*** EXTRACTED MATERIAL

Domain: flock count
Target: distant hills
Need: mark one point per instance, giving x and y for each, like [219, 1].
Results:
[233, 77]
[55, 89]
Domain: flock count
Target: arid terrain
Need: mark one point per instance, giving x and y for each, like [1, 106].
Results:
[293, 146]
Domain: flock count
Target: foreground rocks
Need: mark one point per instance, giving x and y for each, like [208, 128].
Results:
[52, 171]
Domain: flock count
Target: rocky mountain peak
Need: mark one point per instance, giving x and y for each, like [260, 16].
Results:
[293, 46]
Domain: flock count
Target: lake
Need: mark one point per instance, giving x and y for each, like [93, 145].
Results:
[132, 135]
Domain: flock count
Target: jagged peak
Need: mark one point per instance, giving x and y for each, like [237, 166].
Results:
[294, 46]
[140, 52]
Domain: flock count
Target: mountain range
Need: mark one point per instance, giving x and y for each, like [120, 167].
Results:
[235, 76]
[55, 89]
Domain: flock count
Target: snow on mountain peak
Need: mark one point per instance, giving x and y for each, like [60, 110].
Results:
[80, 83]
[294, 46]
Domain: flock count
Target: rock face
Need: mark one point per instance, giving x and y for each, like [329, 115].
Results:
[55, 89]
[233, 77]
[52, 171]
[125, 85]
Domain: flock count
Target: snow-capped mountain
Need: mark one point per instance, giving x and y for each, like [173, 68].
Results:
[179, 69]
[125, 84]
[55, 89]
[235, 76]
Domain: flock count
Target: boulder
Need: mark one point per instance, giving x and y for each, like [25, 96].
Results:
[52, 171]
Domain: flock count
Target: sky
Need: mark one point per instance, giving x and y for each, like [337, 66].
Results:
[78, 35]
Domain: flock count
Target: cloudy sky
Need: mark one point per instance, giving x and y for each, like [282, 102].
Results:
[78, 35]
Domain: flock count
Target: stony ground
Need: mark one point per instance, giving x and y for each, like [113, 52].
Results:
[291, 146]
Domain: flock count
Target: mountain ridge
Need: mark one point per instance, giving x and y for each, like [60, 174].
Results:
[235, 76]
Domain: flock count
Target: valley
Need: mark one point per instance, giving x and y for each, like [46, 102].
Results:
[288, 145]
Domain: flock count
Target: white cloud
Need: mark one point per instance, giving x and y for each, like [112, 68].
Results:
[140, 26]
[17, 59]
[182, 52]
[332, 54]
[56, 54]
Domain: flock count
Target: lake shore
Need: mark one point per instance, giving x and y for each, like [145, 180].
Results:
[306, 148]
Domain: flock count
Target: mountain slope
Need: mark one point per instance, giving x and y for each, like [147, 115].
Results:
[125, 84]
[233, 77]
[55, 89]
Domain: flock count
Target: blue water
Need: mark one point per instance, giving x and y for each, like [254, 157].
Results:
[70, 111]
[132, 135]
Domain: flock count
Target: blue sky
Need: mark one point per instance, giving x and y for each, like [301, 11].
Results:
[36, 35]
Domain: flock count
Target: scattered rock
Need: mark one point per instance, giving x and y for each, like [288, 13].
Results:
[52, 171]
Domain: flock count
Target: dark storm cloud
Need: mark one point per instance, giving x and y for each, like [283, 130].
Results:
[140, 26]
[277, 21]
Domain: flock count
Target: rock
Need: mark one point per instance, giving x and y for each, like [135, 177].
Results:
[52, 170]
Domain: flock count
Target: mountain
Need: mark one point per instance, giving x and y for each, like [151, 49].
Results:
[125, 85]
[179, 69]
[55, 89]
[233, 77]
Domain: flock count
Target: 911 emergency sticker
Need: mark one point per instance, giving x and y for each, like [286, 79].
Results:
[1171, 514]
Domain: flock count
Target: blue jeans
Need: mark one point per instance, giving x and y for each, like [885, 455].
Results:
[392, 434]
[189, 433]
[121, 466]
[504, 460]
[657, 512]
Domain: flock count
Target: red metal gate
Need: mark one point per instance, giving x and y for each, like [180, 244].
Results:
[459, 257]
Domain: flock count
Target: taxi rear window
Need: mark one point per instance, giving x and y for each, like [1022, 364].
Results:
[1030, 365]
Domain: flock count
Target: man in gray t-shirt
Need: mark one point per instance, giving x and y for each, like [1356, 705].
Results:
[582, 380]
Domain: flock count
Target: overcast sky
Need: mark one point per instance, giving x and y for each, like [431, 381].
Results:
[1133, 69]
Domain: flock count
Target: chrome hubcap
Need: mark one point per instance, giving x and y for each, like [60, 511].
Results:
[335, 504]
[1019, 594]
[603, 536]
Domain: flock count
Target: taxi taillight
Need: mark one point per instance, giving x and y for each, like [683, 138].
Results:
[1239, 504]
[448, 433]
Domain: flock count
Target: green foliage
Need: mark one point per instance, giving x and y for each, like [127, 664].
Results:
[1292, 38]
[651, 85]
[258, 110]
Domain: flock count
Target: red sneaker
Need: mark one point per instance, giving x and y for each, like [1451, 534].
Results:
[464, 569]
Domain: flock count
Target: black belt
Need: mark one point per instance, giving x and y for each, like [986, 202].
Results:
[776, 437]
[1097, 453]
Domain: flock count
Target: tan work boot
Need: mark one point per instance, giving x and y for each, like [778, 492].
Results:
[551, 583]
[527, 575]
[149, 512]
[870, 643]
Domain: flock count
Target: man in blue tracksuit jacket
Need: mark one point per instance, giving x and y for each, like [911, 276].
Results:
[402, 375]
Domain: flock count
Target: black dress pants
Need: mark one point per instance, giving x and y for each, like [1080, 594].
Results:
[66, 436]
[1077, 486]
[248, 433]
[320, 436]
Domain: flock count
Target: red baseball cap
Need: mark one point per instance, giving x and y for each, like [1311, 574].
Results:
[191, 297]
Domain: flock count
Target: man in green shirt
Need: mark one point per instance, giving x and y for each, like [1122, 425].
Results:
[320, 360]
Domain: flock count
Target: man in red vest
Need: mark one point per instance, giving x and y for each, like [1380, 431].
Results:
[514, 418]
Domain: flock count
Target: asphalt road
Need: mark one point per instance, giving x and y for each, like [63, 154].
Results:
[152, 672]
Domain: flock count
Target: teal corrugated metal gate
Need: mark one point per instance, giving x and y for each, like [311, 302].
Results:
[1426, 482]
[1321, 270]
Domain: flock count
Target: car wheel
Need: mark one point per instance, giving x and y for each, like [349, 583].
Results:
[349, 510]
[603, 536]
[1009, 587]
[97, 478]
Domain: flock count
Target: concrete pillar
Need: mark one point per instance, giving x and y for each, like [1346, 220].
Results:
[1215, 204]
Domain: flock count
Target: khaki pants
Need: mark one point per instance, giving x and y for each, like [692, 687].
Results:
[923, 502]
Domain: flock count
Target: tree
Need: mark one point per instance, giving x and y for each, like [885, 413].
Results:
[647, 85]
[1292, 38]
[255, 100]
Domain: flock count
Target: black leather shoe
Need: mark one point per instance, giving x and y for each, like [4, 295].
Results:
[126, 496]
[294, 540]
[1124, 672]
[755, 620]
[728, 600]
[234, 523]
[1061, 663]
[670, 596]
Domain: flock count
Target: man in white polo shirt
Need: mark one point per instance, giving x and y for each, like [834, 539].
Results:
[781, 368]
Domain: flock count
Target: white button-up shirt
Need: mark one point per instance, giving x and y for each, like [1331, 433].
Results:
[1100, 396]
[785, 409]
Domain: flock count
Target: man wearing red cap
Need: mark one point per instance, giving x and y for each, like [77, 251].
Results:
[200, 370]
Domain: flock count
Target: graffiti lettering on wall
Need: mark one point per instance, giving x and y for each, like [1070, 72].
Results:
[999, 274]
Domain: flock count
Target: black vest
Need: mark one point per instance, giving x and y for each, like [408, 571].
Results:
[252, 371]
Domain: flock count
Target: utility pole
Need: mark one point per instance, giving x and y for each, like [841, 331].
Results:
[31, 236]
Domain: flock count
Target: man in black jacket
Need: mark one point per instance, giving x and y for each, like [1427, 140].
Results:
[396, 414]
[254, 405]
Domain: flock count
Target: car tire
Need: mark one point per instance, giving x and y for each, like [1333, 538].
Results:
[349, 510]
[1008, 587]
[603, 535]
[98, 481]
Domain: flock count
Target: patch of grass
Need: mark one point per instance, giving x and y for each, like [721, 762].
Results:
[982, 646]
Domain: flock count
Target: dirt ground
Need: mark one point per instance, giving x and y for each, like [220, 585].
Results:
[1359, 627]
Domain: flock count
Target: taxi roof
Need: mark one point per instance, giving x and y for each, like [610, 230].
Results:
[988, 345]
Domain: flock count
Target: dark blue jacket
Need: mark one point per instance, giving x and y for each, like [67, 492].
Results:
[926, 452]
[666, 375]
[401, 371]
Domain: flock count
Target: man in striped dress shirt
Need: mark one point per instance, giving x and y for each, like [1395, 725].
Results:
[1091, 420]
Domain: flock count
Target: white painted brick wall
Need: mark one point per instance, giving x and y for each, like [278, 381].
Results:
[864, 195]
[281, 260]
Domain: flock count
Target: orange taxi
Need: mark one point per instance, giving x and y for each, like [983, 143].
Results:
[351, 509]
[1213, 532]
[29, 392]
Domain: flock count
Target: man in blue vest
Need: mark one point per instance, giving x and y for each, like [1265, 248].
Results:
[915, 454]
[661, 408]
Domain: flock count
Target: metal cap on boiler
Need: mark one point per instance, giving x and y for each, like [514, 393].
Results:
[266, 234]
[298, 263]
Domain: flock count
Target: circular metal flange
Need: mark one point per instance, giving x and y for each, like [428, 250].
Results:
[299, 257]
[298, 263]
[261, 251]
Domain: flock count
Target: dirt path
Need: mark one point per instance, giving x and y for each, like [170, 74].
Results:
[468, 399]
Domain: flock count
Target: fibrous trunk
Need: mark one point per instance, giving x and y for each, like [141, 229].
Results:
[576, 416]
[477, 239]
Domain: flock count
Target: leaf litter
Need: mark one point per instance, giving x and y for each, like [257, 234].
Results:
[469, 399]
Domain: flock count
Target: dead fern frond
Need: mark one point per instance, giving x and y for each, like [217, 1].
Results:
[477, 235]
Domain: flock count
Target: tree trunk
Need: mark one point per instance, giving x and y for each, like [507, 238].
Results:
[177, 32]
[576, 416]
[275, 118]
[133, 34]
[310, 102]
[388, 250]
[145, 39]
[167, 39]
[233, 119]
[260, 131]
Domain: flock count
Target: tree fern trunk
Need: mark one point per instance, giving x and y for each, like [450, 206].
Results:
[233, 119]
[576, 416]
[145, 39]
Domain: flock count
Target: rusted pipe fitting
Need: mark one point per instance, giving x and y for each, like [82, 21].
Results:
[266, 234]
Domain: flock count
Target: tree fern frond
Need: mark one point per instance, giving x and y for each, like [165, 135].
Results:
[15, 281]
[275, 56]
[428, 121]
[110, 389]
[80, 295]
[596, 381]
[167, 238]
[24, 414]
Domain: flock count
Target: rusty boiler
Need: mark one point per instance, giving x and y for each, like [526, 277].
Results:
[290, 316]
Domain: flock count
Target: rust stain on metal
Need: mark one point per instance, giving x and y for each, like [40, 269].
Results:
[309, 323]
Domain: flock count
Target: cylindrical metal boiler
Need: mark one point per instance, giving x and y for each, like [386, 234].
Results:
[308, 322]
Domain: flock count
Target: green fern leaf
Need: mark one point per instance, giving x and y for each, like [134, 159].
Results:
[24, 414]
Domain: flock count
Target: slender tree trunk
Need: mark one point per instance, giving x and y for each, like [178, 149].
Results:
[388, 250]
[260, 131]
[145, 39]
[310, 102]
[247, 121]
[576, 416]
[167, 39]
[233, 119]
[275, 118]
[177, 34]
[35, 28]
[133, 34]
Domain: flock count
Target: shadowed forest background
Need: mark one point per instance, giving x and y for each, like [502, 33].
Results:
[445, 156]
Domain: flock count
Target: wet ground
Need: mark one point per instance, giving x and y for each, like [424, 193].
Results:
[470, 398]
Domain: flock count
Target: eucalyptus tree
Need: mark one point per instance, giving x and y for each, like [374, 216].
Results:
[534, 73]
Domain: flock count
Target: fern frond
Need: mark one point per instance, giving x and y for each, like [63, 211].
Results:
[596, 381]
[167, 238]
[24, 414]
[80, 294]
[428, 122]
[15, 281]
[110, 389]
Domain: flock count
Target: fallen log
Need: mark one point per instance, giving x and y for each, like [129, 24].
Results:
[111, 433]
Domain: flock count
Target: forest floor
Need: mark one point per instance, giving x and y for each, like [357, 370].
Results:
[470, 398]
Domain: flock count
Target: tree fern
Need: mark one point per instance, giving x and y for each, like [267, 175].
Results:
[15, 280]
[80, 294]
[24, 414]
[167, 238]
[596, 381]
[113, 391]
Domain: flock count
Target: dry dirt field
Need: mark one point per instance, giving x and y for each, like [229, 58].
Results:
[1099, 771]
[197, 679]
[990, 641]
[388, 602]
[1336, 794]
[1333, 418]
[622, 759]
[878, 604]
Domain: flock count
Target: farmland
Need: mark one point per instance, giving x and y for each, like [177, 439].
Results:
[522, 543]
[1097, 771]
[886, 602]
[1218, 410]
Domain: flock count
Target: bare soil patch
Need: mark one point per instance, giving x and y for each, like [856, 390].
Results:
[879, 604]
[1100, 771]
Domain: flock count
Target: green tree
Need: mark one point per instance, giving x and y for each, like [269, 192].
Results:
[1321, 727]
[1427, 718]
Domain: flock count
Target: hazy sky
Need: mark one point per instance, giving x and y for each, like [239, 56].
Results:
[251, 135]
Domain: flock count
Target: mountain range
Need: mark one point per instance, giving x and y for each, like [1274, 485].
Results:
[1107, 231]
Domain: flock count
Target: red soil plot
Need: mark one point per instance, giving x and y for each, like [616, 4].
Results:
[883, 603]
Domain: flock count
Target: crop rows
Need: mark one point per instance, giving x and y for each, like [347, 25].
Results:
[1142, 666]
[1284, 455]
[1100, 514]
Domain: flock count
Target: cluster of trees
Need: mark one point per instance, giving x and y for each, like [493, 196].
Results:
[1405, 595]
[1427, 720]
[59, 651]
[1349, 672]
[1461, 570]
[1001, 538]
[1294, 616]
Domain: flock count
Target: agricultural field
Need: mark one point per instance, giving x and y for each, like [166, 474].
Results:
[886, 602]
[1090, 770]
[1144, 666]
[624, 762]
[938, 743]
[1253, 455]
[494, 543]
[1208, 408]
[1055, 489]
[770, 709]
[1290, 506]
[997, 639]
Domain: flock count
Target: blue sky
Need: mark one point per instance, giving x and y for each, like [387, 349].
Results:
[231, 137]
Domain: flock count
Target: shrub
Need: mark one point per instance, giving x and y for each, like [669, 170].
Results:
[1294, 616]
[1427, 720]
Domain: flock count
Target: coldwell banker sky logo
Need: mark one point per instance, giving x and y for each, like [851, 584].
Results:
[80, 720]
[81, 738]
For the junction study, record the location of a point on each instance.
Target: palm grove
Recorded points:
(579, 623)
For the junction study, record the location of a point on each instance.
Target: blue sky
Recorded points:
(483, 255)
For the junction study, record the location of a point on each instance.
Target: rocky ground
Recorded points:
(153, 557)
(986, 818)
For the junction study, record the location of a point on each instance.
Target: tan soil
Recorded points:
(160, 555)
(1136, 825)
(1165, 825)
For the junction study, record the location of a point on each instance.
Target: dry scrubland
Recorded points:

******

OBJECTIVE ▸
How many lines in the items above contain the string "shirt"? Case counts, so match capital and small letters exactly, and reply with only the number.

OUTPUT FOR THIS EXERCISE ▸
5